Any bets on how this will turn out?
Thanks to Vin Alsace
The mayor of Meiwa in Gunma Prefecture and seven other members of the town’s municipal assembly have filed a lawsuit against a female Meiwa Municipal Assembly member for defamation, because she is pressing indecent assault charges against another assembly member. The group says that the 52-year-old women implied that they also were involved in the assault and thereby defamed them.
“We tried to talk to her about it, but couldn’t come to a conclusion so had no option but to take the matter to the courts,” [the mayor] said.
The woman was baffled by the litigation.
“I don’t understand what they’re trying to do by suing me,” she said. “It’s sad.”
According to the suit, the woman gave a press conference at which she claimed to have sexually harrassed. She told reporters that she screamed, but all of the other municipal assembly member who were present acted as if nothing had happened.
The mayor and assembly memebers are demanding 100,000 yen each plus an apoloy to be printed in the newspaper. The woman in the meantime has filed a criminal complaint against the other 49-year-old assemblyman who she says fondled her breast.
Chat Noir, operator of the Caffe Veloce coffee shop in Japan, has sued publisher Kodansha for 11 million yen and an apology to compensate for losses it says it suffered due to a bad review of their coffee.
The October 2007 issue of “The Weekend for Adults” monthly magazine by Kodansha ranked 11 popular cafe chains in an undercover survey, checking them on drinks, food, atmosphere and convenience.
Caffe Veloce — known for signboards with wine-red frames or with the catchphrase, “Good coffee brewed here” — came last, with the accompanying article saying it was sheer luck whether the coffee was any good.
The chain is suing because it says the subjective opinion of a single writer has hurt is brand image. The magazine, on the other hand, claims such a suit, “not only restricts the freedom to criticize but is also disadvantageous for consumers.”
In case you are wondering, the top spot for a cup of Joe in Japan according to the review is Tully’s, followed by Segafredo Zanetti of Italy, and then Starbucks.
The Tokyo District Court has thrown out a suit against Tokyo governor Shintaro Ishihara and the metropolitan government by a group of French and Japanese citizens who claimed that Ishihara “insulted the French language.”

*Work to be completed:*
Do these statements agree with the article on lawsuits in Japan? Answer yes or no for each, and quote the words from the article that decide it.
1. The mayor and assembly members are each asking for 100,000 yen.
2. Caffe Veloce came first in the magazine's cafe ranking.
3. The Tokyo District Court ruled for the group suing Ishihara.
The material after this is separate from the article on lawsuits in Japan.

*Extracted entries:*
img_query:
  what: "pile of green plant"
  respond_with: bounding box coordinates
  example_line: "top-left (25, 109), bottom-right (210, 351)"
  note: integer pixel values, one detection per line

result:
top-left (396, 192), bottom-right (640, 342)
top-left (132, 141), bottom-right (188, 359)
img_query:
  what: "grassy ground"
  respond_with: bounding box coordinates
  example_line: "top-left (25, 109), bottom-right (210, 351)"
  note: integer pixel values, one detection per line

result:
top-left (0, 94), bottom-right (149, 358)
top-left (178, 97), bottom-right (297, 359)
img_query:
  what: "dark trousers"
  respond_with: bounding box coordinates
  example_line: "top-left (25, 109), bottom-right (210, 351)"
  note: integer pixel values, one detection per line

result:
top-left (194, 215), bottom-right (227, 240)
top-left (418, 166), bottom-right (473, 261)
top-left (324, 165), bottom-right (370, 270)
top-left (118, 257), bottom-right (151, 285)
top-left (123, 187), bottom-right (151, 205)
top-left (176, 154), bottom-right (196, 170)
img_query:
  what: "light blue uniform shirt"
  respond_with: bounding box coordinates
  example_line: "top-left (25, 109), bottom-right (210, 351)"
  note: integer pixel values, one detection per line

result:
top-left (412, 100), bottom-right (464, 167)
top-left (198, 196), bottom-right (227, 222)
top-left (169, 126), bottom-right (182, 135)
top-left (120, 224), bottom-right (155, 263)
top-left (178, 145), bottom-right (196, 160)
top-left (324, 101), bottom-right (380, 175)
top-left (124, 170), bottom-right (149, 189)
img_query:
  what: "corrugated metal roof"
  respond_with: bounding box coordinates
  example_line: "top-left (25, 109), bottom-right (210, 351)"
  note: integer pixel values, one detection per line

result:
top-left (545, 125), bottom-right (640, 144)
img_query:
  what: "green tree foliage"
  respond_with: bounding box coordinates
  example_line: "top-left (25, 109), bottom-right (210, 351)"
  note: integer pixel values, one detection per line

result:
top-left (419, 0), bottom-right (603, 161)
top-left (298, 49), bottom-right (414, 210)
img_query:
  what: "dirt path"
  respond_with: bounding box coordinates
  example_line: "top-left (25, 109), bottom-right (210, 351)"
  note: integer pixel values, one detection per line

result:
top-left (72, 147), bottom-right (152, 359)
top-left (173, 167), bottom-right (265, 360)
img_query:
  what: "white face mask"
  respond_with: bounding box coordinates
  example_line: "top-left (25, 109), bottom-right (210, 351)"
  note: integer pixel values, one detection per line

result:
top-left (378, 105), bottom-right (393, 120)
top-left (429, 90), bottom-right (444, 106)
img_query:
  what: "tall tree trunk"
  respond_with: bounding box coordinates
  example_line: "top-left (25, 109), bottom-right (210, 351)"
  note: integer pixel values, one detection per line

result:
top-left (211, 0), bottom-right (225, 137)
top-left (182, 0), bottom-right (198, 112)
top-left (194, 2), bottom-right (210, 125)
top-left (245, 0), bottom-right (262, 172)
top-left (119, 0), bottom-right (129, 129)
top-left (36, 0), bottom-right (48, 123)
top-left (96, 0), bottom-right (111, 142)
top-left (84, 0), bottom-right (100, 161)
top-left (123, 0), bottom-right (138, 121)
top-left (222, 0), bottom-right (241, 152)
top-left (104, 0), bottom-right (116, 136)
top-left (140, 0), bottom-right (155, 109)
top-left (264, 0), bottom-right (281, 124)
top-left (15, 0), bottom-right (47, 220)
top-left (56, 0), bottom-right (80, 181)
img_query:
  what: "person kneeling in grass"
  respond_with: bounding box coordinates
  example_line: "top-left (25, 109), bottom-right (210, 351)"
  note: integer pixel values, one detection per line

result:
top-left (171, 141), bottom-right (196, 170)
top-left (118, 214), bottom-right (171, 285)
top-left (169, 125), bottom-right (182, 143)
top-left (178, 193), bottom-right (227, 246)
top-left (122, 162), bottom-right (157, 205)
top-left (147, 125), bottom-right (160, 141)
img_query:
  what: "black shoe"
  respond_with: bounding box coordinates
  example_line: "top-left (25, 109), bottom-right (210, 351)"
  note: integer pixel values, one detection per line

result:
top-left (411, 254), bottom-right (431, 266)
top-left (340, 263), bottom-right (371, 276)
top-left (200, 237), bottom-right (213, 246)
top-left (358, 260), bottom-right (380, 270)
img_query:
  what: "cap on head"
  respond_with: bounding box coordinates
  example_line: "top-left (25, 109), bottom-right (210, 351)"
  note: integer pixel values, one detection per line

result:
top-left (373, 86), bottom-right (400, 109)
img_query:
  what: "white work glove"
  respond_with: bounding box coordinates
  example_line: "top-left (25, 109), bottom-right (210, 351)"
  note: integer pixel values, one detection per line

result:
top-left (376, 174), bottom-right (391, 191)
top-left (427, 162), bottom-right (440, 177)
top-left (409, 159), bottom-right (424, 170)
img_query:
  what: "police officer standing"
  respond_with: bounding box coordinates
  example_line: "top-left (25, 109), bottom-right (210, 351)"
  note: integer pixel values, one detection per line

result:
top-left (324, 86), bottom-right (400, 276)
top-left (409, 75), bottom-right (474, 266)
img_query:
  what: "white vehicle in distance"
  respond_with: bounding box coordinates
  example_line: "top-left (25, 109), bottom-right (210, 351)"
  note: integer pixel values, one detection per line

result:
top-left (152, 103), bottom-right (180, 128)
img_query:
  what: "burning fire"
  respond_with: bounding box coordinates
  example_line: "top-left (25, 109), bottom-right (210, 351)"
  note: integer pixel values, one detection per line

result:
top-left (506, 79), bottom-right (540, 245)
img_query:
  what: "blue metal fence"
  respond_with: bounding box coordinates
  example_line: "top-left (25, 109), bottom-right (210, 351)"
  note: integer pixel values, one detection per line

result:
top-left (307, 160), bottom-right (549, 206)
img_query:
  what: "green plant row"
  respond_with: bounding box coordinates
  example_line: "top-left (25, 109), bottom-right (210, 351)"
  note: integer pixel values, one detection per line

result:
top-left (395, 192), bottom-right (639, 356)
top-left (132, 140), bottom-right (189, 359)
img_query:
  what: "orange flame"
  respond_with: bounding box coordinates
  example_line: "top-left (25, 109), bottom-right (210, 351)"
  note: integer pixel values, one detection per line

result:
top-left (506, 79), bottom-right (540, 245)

*Solution for this problem:*
1. Yes: "demanding 100,000 yen each"
2. No: "came last"
3. No: "has thrown out a suit against Tokyo governor Shintaro Ishihara"